Assigned task 1:
Answer these questions from the passage on alchemy and image making:
(a) According to Michael Meade's telling, how does Markandeya walk after his fall?
(b) How long past the agreed ending time did people linger at the last gathering?
(c) Which material spoke loudest for the Coniunctio image?
Assigned task 2: Extend the passage on alchemy and image making, picking up after its final sentence.

Document passage:

────────────────────────────────────────

Recently I spoke with  friend in the military who told me about how it felt when he had to point a loaded gun at another person, wondering if he would be required to shoot. He had stumbled into the same void I had, albeit from the opposite end of the gun barrel. I recognized his description of it all too well. I recognized too the symptoms of perhaps a bit of ongoing drowning on my part, a feeling of less than full awareness, a certain powerlessness or tiredness that creeps in all too easily.

In Michael Meade’s telling of the story, Markandeya walks differently after his fall. Knowledge of the thin veil that  separates creation from the void carries with it the possibility of a great and powerful awareness, but it also opens the door on emptiness and despair. For now, I’m still learning to walk with this new knowledge, this new balance.

Coniunctio

April 24, 2009

Photo by Melih Onyer

All shall be well and
All manner of thing shall be well
When the tongues of flame are in-folded
Into the crowned knot of fire
And the fire and the rose are one.

from “The Four Quartets” by T.S. Eliot


Coniunctio is the alchemical process of combining elements that were previously separated. It is often conceptualized as union of opposites to form a third, sometimes symbolized by marriage, but Coniunctio can also involve more than two elements.

It was odd to work with my friends on Coniunctio images this week because it was the last of these gatherings. No sooner had we explored a process of coming together than we went our separate ways, home or otherwise, though people were reluctant to leave and lingered almost a full hour past the time we’d agreed to end.

With all three of the alchemical processes we experienced through the process of image making, there was a definite diversity of interpretations within the group. But nowhere was this truer than with Coniunctio. One friend centered her image on a union of natural and man made materials. Another focused on color and wove black and white materials together. A third focused on a quote from Jung about how “…life calls not for perfection but for completeness….”

In each of these processes I have found that certain materials speak to me strongly, demanding to be used. For Coniunctio, the loudest voice from the material table belonged to the magnets. I knew I had to use them and feature them prominently in my image. I wanted the piece to have a certain attractive quality, a certain gravity to it, as though it pulled everything around it toward the Coniunctio taking place at its center.

────────────────────────────────────────

Items drawn from a data source
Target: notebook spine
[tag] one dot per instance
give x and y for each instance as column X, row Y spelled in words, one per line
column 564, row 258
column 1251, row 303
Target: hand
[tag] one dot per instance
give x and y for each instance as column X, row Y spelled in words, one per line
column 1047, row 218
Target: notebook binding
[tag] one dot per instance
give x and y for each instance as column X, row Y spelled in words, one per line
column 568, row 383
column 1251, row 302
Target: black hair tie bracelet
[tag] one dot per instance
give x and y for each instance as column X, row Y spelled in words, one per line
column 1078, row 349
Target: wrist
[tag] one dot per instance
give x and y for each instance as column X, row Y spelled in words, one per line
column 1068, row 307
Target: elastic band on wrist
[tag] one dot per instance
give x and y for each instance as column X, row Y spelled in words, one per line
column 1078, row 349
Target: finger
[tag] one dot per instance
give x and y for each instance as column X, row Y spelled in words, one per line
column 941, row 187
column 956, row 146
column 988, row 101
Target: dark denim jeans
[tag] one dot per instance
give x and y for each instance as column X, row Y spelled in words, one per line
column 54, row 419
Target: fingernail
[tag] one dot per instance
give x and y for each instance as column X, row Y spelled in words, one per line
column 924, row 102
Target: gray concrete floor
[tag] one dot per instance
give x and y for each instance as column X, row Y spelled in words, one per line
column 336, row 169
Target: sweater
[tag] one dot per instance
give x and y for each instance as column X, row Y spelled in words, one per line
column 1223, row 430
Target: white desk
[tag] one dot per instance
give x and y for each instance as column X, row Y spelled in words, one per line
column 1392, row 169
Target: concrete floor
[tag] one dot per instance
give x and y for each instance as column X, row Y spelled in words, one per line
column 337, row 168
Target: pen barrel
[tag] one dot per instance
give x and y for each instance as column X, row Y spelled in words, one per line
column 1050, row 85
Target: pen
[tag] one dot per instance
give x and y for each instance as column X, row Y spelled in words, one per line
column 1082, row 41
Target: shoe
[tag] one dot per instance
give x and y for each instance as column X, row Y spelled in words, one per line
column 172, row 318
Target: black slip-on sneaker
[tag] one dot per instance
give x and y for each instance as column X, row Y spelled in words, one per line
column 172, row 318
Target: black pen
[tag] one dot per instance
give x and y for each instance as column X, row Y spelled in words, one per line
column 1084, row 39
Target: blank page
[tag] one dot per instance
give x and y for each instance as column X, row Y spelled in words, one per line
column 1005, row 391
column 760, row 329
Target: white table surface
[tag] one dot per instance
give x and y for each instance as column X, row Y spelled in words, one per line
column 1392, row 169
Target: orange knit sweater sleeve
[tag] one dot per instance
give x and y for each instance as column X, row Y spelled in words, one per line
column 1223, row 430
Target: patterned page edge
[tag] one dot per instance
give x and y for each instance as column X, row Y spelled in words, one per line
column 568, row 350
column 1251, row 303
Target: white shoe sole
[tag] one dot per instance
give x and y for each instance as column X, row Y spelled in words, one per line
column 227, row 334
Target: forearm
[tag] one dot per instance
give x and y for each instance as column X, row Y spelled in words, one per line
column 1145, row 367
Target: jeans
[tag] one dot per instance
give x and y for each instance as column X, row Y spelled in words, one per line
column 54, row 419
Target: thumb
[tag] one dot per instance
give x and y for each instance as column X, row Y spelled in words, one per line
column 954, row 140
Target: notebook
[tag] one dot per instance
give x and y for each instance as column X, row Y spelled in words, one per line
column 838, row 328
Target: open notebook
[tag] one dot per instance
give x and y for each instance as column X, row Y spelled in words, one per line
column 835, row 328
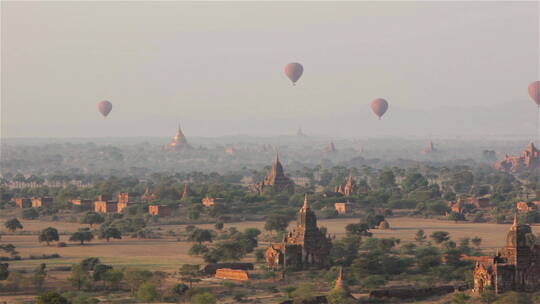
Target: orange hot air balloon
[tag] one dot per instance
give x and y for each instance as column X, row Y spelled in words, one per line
column 534, row 92
column 379, row 107
column 294, row 71
column 105, row 108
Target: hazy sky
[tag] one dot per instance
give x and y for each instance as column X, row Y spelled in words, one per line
column 451, row 69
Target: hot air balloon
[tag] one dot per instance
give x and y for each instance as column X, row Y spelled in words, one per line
column 379, row 107
column 294, row 71
column 534, row 92
column 105, row 108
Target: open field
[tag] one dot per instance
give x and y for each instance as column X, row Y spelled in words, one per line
column 168, row 254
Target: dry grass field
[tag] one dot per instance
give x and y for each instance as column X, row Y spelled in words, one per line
column 167, row 253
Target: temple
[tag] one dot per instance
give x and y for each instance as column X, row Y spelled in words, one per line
column 179, row 142
column 276, row 180
column 304, row 247
column 517, row 268
column 430, row 148
column 528, row 160
column 349, row 188
column 331, row 148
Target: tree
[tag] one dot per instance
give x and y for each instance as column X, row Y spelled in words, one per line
column 92, row 218
column 40, row 273
column 30, row 214
column 90, row 263
column 360, row 229
column 51, row 297
column 198, row 249
column 440, row 236
column 476, row 241
column 339, row 296
column 204, row 298
column 112, row 278
column 513, row 297
column 420, row 236
column 147, row 292
column 48, row 235
column 219, row 226
column 99, row 271
column 83, row 235
column 252, row 233
column 277, row 222
column 136, row 277
column 488, row 296
column 110, row 233
column 179, row 289
column 4, row 271
column 189, row 273
column 460, row 298
column 13, row 224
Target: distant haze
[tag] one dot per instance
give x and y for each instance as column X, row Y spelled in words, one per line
column 447, row 69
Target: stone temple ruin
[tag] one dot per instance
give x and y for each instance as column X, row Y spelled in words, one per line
column 303, row 247
column 516, row 268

────────────────────────────────────────

Response 1:
(a) Differently.
(b) Almost a full hour.
(c) The magnets.

Response 2:
We are, by nature, drawn into Coniunctio. We form communities, relationships, families,  corporations — groups of all kinds, like this gathering of friends. We speak of these things as though they are discrete events, but a marriage, for instance, begins but does not end with the act of getting married. Relationship, Coniunctio, is a process that converts its original elements into something new, such that, even at the next Separatio or Mortificatio, the elements that enter these processes are not the same as the elements that entered the Coniunctio process. We are drawn to this transformation over and over again, always in flux, and always changing and being changed by one another.

Psychologists and philosophers have heated debates about this: Is there truly such a thing as an essential self? Or are we just the sum of the influences of culture, friends, and family? Ultimately, to me, this question is rather uninteresting, an I tend to think of if, perhaps a bit more lightheartedly, as the wave/particle dualism of the self. We are at once discrete and continuous.

Working with Coniunctio, I felt my continuous aspect was a bit more at the forefront of consciousness, and I am grateful to friends, both within this alchemical group and in other aspects of my life, for the ways in which they influence my world, for the continual Coniunctio we are all engaged in together.